◆ Work request ◆
Return every line of the items below that contains the word "exact", treating uppercase and lowercase letters as distinct.
-- Data for this exercise follows --
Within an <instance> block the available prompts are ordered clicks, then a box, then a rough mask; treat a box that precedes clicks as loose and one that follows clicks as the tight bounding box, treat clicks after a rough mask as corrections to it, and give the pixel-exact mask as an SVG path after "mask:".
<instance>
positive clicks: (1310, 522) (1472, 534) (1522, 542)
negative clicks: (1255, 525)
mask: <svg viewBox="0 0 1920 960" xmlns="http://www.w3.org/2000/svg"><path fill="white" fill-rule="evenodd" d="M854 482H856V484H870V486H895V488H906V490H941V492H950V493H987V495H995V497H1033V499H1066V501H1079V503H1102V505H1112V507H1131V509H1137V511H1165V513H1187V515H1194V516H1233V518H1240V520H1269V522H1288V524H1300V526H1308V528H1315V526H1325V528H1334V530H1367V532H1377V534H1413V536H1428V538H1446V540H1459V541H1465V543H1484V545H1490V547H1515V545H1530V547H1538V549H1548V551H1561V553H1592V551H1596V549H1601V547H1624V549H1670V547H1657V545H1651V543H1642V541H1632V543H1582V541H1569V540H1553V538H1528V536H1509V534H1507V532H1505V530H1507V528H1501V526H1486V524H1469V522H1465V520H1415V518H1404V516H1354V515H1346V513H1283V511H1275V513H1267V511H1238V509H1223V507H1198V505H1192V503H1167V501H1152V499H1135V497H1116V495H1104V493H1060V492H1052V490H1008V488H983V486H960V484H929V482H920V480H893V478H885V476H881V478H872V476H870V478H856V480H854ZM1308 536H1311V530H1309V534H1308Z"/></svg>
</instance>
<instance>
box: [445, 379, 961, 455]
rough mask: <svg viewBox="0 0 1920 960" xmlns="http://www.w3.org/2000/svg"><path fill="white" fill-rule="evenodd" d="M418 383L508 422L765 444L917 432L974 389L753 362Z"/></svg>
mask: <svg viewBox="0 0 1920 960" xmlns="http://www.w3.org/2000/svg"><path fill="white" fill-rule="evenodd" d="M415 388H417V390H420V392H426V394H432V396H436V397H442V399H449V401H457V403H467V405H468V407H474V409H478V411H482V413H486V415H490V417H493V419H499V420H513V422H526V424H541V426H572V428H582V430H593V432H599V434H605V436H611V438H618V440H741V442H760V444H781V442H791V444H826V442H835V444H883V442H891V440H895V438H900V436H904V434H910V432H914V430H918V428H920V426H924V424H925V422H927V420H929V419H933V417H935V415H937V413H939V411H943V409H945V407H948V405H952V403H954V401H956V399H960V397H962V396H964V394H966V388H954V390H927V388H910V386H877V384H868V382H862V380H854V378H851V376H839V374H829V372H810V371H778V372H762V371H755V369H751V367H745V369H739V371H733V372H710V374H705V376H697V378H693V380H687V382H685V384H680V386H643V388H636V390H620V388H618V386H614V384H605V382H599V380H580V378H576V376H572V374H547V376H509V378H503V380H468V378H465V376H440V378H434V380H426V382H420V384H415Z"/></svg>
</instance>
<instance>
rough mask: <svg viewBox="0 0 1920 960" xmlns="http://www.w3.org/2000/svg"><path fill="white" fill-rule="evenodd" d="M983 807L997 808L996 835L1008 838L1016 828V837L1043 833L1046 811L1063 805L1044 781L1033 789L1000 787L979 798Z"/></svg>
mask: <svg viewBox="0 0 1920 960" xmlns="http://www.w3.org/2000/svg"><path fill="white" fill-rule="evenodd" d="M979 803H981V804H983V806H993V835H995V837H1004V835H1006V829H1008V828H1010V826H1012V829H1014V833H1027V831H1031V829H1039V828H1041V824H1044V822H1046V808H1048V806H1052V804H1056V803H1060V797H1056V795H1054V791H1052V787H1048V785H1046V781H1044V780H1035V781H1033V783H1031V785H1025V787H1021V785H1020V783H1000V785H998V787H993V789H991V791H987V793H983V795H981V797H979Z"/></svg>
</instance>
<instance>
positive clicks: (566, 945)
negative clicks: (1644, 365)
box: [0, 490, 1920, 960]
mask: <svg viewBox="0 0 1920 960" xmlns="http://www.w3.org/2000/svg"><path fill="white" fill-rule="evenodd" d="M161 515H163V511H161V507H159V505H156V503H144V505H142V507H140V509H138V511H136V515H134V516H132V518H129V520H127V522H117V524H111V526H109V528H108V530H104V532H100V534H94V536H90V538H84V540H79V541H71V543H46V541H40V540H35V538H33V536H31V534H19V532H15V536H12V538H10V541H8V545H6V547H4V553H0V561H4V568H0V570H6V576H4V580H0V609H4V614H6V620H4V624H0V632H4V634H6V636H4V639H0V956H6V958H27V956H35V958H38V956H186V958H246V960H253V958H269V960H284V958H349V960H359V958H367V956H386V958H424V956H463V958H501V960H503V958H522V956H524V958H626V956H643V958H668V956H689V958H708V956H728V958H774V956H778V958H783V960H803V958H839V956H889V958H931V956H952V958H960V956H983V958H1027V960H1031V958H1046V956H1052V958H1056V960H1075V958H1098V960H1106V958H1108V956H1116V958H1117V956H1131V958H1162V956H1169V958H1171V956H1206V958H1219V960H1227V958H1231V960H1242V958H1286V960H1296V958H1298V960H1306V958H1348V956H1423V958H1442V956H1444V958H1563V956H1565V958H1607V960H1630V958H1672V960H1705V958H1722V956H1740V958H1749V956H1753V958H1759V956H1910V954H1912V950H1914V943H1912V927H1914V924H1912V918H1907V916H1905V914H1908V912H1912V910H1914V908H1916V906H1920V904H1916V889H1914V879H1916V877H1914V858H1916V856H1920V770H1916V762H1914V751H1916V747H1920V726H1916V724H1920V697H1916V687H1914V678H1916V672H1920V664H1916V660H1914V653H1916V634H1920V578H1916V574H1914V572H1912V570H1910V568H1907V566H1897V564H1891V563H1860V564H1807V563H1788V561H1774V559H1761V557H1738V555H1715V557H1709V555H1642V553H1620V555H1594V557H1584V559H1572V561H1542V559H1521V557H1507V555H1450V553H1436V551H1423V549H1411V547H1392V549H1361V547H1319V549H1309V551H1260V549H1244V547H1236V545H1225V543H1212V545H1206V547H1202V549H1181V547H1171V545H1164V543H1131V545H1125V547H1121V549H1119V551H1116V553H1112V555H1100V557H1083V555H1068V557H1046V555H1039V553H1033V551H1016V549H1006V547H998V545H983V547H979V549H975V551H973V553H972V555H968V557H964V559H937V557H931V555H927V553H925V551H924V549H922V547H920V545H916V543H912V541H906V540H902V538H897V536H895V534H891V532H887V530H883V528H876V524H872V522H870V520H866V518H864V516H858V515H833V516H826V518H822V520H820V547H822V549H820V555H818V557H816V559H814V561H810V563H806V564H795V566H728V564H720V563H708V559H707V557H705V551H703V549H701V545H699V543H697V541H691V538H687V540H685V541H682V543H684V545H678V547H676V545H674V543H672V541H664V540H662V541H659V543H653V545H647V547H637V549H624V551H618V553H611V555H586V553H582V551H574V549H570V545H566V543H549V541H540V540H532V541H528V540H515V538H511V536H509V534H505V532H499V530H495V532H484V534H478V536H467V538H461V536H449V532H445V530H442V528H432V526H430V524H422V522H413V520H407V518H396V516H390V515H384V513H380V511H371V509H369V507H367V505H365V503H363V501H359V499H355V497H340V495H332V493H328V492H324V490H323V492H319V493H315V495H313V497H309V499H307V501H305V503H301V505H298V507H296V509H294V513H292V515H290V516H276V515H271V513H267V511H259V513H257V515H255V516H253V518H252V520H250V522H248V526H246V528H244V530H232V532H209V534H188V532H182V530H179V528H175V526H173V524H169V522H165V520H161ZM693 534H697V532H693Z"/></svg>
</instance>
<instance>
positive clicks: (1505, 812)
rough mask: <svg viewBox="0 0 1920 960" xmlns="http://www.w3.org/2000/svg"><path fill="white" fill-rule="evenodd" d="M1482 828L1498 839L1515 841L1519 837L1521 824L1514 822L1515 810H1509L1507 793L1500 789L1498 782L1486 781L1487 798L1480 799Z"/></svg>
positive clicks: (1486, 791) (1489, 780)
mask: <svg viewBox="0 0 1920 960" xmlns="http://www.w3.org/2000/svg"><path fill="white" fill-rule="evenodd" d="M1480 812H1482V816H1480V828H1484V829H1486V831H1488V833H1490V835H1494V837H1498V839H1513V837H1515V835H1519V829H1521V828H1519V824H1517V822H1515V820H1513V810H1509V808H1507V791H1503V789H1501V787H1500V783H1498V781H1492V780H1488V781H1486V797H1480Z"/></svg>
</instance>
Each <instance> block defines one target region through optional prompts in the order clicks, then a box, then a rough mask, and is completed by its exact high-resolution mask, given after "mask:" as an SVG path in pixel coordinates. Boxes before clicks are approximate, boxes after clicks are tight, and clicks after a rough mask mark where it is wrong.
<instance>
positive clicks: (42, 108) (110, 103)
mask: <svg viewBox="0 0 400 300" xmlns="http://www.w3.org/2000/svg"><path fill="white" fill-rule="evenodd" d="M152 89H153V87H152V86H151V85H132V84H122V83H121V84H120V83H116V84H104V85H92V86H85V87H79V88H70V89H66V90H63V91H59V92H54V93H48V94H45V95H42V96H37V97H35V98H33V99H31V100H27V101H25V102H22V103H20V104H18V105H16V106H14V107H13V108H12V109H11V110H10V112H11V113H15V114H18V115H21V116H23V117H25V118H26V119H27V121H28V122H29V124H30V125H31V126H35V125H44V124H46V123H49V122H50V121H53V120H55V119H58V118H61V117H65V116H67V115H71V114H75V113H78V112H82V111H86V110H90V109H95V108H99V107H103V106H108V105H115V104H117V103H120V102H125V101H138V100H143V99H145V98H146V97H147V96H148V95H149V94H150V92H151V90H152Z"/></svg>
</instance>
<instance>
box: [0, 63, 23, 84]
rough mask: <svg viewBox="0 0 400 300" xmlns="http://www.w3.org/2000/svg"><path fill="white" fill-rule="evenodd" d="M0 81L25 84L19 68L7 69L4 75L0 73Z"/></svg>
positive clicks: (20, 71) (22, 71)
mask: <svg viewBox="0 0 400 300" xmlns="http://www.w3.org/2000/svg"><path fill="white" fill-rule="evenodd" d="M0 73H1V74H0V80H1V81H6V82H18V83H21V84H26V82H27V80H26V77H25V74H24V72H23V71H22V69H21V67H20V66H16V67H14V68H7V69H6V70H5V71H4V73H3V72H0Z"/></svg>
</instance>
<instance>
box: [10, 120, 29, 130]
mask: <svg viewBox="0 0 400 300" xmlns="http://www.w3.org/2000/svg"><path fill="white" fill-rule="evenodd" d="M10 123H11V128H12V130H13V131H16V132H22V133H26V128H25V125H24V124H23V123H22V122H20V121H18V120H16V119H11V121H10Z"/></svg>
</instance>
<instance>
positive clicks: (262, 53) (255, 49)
-- Data for this exercise concluded --
◆ Answer ◆
Within an <instance> block the available prompts are ordered clicks, then a box, then a rough mask; treat a box that precedes clicks as loose and one that follows clicks as the tight bounding box, treat clicks after a rough mask as corrections to it, and give the pixel-exact mask as an SVG path after "mask:".
Each <instance> block defines one target region through optional prompts in the order clicks, then a box, then a rough mask, and is completed by its exact high-resolution mask, given after "mask:" as an SVG path in pixel coordinates. Boxes before clicks are approximate, boxes after clicks are tight, and clicks after a rough mask mark where it is wrong.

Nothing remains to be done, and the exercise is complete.